* _Assignment_
Produce one exact copy of the records, no pictures.

(Image point grounding data)
*** Block opens ***

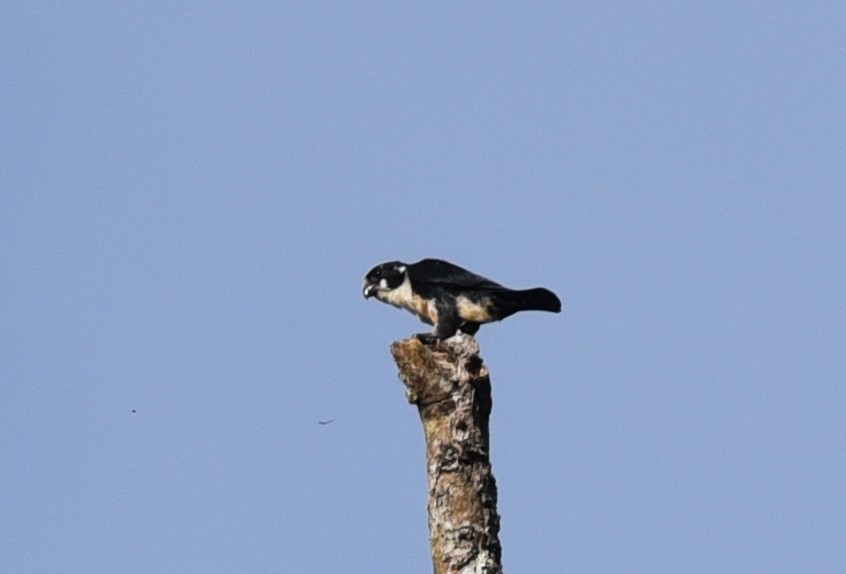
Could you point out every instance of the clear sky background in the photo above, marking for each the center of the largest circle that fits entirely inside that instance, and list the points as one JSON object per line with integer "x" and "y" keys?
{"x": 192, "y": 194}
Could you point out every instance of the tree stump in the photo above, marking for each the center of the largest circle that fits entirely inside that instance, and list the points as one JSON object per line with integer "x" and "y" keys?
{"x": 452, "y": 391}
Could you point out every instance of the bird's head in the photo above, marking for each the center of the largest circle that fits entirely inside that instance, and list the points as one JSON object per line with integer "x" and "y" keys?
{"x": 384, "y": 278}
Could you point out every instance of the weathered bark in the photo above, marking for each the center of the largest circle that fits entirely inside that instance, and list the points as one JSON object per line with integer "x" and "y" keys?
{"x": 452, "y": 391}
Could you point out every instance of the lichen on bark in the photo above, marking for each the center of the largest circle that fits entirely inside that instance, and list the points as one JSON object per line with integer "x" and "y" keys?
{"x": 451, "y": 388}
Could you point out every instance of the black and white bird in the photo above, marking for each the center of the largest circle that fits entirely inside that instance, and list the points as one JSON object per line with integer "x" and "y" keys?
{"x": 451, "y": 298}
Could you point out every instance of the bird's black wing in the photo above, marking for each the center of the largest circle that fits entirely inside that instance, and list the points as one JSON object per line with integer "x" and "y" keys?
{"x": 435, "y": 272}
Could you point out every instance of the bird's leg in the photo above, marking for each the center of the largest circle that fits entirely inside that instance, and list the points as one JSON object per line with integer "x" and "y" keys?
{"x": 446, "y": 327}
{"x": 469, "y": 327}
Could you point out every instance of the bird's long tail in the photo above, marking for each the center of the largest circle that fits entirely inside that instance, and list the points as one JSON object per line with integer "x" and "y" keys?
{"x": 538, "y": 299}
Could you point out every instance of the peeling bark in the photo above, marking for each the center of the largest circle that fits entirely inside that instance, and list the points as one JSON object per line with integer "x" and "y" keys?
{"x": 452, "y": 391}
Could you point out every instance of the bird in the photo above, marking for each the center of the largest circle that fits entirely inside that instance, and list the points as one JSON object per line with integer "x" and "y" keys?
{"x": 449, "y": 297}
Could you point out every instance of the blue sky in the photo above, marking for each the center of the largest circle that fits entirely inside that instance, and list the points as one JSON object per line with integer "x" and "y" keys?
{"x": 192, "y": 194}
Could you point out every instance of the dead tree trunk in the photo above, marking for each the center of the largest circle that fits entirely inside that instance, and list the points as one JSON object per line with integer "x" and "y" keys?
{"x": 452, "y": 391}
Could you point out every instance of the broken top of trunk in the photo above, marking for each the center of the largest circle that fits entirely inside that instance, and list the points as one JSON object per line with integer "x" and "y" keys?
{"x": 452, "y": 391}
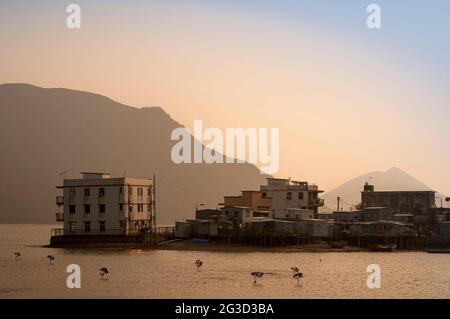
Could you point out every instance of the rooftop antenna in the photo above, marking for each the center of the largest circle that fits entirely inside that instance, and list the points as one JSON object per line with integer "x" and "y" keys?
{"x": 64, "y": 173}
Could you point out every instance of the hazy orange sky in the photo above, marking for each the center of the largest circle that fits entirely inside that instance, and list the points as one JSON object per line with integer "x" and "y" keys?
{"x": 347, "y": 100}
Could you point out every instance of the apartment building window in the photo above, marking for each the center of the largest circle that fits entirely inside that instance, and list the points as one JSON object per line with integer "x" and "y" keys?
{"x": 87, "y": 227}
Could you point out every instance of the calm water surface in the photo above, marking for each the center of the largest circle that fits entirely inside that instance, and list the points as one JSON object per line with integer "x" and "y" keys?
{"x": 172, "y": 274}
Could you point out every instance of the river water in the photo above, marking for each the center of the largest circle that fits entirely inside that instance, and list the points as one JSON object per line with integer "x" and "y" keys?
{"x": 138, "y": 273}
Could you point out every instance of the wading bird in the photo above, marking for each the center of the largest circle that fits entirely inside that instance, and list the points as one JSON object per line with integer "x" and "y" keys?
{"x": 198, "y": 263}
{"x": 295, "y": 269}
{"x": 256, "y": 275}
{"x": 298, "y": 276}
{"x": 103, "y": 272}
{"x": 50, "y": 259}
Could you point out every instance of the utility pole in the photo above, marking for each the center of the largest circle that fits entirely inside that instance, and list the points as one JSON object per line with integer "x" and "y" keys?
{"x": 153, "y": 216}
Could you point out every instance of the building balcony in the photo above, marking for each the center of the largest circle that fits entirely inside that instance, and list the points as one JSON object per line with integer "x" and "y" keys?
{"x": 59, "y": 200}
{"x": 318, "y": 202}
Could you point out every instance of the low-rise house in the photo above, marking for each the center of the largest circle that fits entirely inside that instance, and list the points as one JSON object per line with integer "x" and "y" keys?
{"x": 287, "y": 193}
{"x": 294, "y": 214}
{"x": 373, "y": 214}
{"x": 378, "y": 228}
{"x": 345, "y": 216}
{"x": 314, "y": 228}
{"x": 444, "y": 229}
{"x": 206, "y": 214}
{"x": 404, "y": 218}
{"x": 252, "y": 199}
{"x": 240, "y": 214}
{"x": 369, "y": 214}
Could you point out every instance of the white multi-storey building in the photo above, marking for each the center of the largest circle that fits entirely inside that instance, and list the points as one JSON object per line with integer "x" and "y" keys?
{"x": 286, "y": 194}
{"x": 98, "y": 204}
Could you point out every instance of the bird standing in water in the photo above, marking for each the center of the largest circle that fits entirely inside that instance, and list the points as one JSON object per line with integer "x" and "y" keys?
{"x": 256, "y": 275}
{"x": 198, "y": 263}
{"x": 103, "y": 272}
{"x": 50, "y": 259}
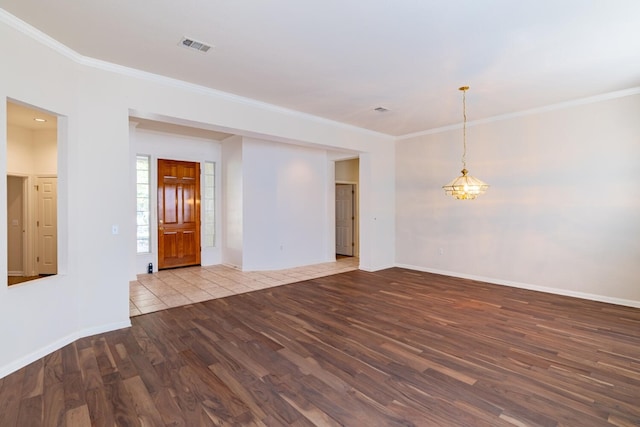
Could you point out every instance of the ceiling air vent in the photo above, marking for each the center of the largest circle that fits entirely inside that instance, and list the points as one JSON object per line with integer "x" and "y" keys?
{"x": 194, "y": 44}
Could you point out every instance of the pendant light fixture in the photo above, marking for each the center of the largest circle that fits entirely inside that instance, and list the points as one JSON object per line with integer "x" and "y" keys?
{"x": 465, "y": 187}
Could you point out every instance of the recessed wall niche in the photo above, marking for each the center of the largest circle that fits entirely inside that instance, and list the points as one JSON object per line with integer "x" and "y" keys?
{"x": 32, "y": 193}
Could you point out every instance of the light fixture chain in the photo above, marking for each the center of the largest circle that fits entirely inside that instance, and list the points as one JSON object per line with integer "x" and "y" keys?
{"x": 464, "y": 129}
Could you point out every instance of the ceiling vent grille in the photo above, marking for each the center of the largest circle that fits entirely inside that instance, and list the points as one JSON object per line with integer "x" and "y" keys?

*** Block closes ***

* _Result of the task_
Could you point out every instance of the clear sky background in the photo above, marking for each the center of the largest circle that fits entirely inside that instance, and list the points as one JSON object per line with integer "x" and "y" keys?
{"x": 192, "y": 194}
Could you point out every instance of the tree stump in the photo above, marking for each the center of the largest circle that fits entirely inside that instance, and list the points as one JSON object per line with integer "x" and "y" keys?
{"x": 452, "y": 391}
Could you point out every instance of the bird's head in the photo above, marking for each the center of the largest circle that fits entirely inside that instance, and list the points as one JSON object per line with integer "x" and "y" keys?
{"x": 384, "y": 278}
Could you point out every instance of the weathered bark in the photo above, marking for each the center of the largest circle that fits entirely inside that instance, and list the points as one JSON object per line with integer "x" and "y" keys?
{"x": 452, "y": 391}
Could you point out every instance of the lichen on bark in the photo above, marking for each the center of the largest circle that fits entirely inside that instance, and list the points as one JSON object per line with integer "x" and "y" keys?
{"x": 451, "y": 388}
Could you point out every instance of the black and white bird in the photo above, marking for each the center of the largest circle that fits entirely inside that instance, and list the points as one JSON object per line with integer "x" and "y" keys?
{"x": 451, "y": 298}
Could you point out every instance of the bird's black wing in the photo above, marking for each the center of the largest circle that fits entirely inside that instance, and list the points as one JSON object per line with integer "x" and "y" keys?
{"x": 435, "y": 272}
Could you point out every instance of the bird's leg in the photo above, marking for each the center of the largest circle that fits entirely inside that instance, and list the points as one JSON object per line with integer "x" and "y" keys?
{"x": 446, "y": 327}
{"x": 469, "y": 327}
Could you point out every instance of the bird's long tail in the photo above, marking for each the center of the largest circle that fits entirely inside that instance, and list the points as one JSON object per line with integer "x" and "y" keys?
{"x": 538, "y": 299}
Could you point out every instance of the peeling bark in the photo above, marking for each the center of the largest circle that fits entirely inside that instance, and list the points as one JSON object per line with integer "x" and "y" keys?
{"x": 452, "y": 391}
Could you point out every instance of the bird in the photo above, marking for each the center of the largest circle that fits entirely inside that instance, and list the points as one JSON object per line with integer "x" and "y" keys?
{"x": 449, "y": 297}
Could you point out every instance of the blue sky in the photo above, marking for each the center of the largest circle that fits entirely inside that instance, and list the points as one JSON object per line with integer "x" and "y" keys?
{"x": 192, "y": 194}
Could you point out every instance of the dead tree trunk in the photo above, marking for each the center of the largest circle that fits entirely inside that instance, and list the points as one JSON object per line with integer "x" and "y" keys?
{"x": 452, "y": 391}
Could you point out every instance of the broken top of trunk in the photo above, marking for each the center of the largest circle that fits entirely inside that instance, and list the points as one JSON object per line with integer "x" and "y" keys?
{"x": 452, "y": 391}
Could you point out every instance of the rooftop antenna in the photo above, marking for each the center of the largest circle that fits entirely inside that instance, and list the points as one JSON object per line with integer "x" and "y" keys?
{"x": 64, "y": 173}
Could you point out every instance of the hazy orange sky in the photo above, marking for each the center of the largest circle that fits entirely inside that instance, and list the points as one JSON object per line with integer "x" and "y" keys?
{"x": 347, "y": 100}
Could you point out every instance of the apartment building window in the photo above, marking for each the center of the largest circle that fits entirely inside that instance, and list the points as one JSON object per line with integer "x" and "y" keys?
{"x": 87, "y": 227}
Could you point out every instance of the calm water surface in the photo above, marking for each the center of the largest circle that fits entirely inside that instance, and list the points as one JSON object per line with integer "x" and "y" keys?
{"x": 172, "y": 274}
Could you point out every instance of the river water in the photo above, marking for each the center of the largest circle that fits entirely inside that instance, and list the points as one JSON object per line with integer "x" and "y" keys?
{"x": 138, "y": 273}
Could you point out every instance of the wading bird in the photo above, marking for each the center of the largest circle that fits entirely inside that instance, and list the points as one JSON object per line with integer "x" and "y" keys?
{"x": 198, "y": 263}
{"x": 295, "y": 269}
{"x": 256, "y": 275}
{"x": 298, "y": 276}
{"x": 103, "y": 272}
{"x": 50, "y": 259}
Could you point out every instance of the utility pole in the photo above, marking for each the center of the largest circle that fits entirely inside that instance, and list the points as one JSON object per line with integer "x" and "y" keys?
{"x": 153, "y": 216}
Could you point out every instance of the building balcony in the photo above, marking for each the center of the largest circle that fits entirely inside that instance, and list the points as one JSON object per line with integer "x" and "y" keys?
{"x": 59, "y": 200}
{"x": 318, "y": 202}
Could you point out every instance of the low-rise house in the photo above, marking for each the center of the largest circle that fits entirely inside that instance, and list the points as one JSON object per line with integer "x" and "y" keys?
{"x": 287, "y": 193}
{"x": 294, "y": 214}
{"x": 373, "y": 214}
{"x": 378, "y": 228}
{"x": 345, "y": 216}
{"x": 314, "y": 228}
{"x": 444, "y": 229}
{"x": 206, "y": 214}
{"x": 404, "y": 218}
{"x": 252, "y": 199}
{"x": 240, "y": 214}
{"x": 369, "y": 214}
Could you point out every instance of the white multi-storey building in the photo above, marking for each the center of the largest circle that fits entirely inside that instance, and list the points as one JSON object per line with integer "x" and "y" keys?
{"x": 286, "y": 194}
{"x": 98, "y": 204}
Could you point out every instance of the bird standing in water in the photo above, marking for each the center of the largest circle that fits entirely inside that instance, and list the points as one JSON object per line with integer "x" and "y" keys?
{"x": 256, "y": 275}
{"x": 198, "y": 263}
{"x": 103, "y": 272}
{"x": 50, "y": 259}
Could you point out every instance of the ceiling air vent in the photo above, marking for each the center of the largest circle that fits entirely inside that instance, and list the points as one JSON object per line with integer "x" and "y" keys?
{"x": 194, "y": 44}
Could you point out every instance of the pendant light fixture in the photo above, marking for each the center of the largest circle that fits entirely inside that instance, and list the points as one JSON object per line with integer "x" and "y" keys?
{"x": 465, "y": 187}
Could you point out every instance of the recessed wall niche in the photo above, marking for each the center of the largest circle that fits entirely inside that instance, and list the points as one JSON object per line with integer "x" and "y" keys?
{"x": 32, "y": 193}
Could you point out every instance of the light fixture chain in the photo above, marking for each the center of the largest circle that fits entirely inside that instance, and list the points as one JSON object per line with integer "x" and "y" keys?
{"x": 464, "y": 129}
Could you point out every instance of the ceiling vent grille in the photo above, marking for each the center of the largest circle that fits entirely inside that instance, and list the points as one JSON object per line with integer "x" and "y" keys?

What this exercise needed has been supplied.